* Problem to work on *
State how many lines of the listing contain the string "beak". Give only the number.

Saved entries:
——————
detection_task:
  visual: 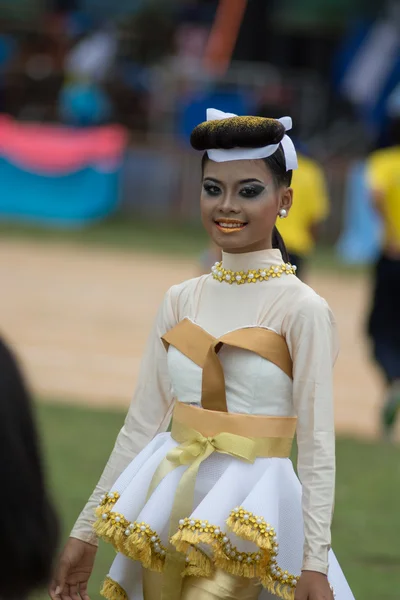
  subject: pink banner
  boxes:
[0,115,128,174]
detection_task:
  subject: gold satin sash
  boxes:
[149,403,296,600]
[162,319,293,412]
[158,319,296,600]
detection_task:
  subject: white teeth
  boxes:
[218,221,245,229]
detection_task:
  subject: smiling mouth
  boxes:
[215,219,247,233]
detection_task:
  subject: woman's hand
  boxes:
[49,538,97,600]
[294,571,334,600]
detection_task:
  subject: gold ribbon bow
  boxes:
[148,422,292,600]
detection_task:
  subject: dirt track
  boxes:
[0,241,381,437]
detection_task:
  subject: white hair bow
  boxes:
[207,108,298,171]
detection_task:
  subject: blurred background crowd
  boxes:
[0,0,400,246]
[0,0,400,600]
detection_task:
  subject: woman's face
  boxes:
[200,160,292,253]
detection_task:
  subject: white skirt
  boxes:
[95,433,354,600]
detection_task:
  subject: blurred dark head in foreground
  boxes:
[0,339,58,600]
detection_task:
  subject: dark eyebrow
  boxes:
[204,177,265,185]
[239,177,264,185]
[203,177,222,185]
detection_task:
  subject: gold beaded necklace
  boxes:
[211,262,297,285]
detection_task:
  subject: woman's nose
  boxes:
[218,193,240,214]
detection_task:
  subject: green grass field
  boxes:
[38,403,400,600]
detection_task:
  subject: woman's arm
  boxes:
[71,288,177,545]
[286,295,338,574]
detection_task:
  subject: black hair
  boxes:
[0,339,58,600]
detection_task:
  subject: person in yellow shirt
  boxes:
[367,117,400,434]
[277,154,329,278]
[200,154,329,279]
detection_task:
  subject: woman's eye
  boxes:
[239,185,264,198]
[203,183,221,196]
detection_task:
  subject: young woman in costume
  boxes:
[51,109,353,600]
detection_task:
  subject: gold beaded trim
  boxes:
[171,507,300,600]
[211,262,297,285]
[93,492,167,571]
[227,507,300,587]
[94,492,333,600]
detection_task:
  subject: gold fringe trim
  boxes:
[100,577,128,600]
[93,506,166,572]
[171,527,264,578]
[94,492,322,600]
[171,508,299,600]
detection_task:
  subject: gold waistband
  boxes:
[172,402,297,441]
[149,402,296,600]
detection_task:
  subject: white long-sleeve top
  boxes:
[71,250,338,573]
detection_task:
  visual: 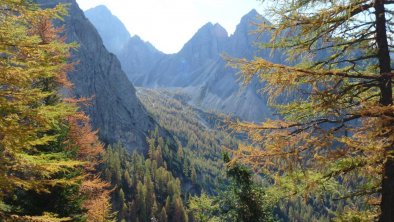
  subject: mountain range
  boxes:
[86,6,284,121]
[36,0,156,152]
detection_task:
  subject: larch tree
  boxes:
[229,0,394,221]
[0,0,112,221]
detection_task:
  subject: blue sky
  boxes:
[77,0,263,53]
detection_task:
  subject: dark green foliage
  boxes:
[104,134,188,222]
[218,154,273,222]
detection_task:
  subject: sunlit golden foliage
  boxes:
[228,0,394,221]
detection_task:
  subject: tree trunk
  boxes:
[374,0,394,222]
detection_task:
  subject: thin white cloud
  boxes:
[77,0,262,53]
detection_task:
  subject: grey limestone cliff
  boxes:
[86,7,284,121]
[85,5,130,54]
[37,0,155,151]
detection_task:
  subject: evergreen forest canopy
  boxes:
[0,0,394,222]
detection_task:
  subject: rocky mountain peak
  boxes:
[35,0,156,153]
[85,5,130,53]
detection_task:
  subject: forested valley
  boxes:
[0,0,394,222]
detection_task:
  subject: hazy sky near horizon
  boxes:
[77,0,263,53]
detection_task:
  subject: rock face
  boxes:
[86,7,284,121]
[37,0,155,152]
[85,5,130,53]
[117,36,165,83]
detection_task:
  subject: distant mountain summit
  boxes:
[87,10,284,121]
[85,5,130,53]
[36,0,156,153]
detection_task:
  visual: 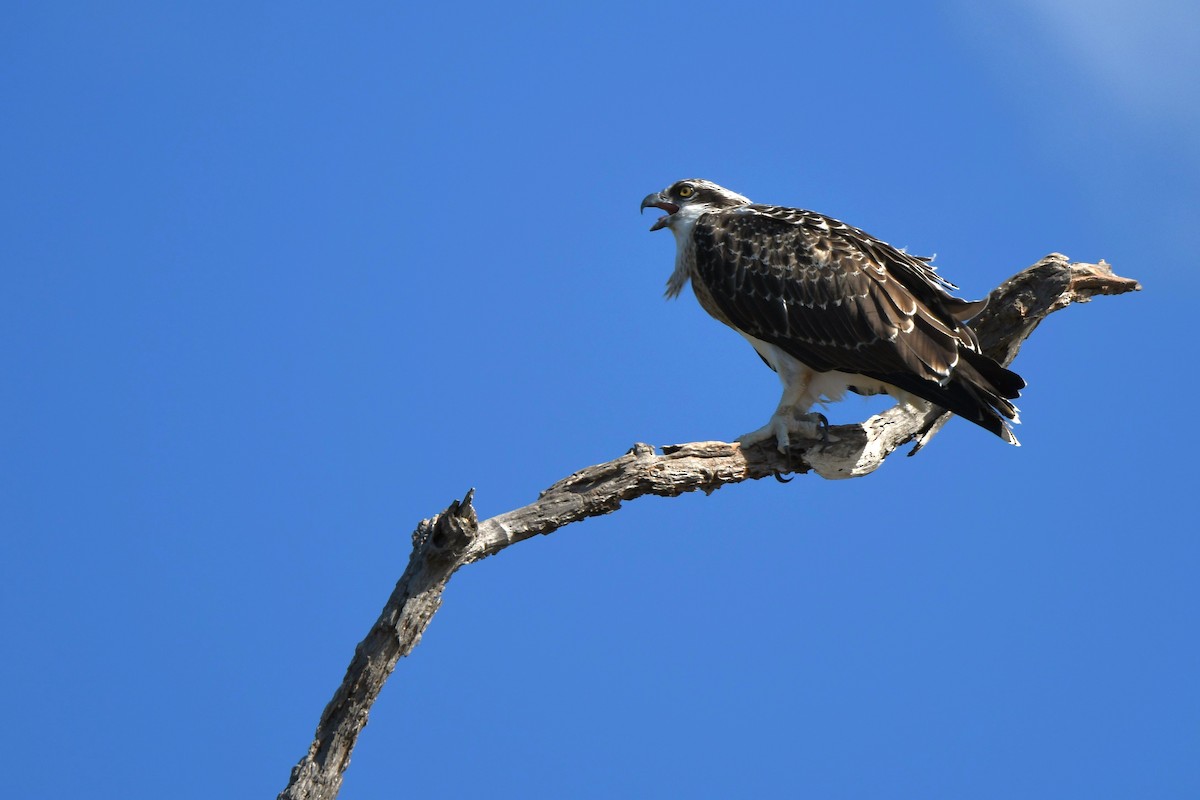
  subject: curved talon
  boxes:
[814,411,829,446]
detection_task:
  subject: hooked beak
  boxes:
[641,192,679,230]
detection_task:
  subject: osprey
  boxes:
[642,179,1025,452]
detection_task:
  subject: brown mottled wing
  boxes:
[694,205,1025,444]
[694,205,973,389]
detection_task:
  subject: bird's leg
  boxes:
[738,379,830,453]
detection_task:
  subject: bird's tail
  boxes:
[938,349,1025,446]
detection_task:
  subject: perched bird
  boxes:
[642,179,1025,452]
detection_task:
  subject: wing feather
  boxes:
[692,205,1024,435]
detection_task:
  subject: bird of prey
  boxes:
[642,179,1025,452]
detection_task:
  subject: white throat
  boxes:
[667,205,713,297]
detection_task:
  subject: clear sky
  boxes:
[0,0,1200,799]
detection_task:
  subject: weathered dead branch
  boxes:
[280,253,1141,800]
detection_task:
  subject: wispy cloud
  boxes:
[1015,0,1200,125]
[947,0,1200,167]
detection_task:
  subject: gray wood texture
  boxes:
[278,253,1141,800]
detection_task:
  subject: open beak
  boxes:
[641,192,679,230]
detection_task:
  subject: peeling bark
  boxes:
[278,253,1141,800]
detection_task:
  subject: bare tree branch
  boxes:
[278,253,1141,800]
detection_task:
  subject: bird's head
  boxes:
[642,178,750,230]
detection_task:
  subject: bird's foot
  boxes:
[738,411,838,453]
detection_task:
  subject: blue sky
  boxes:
——————
* Written response *
2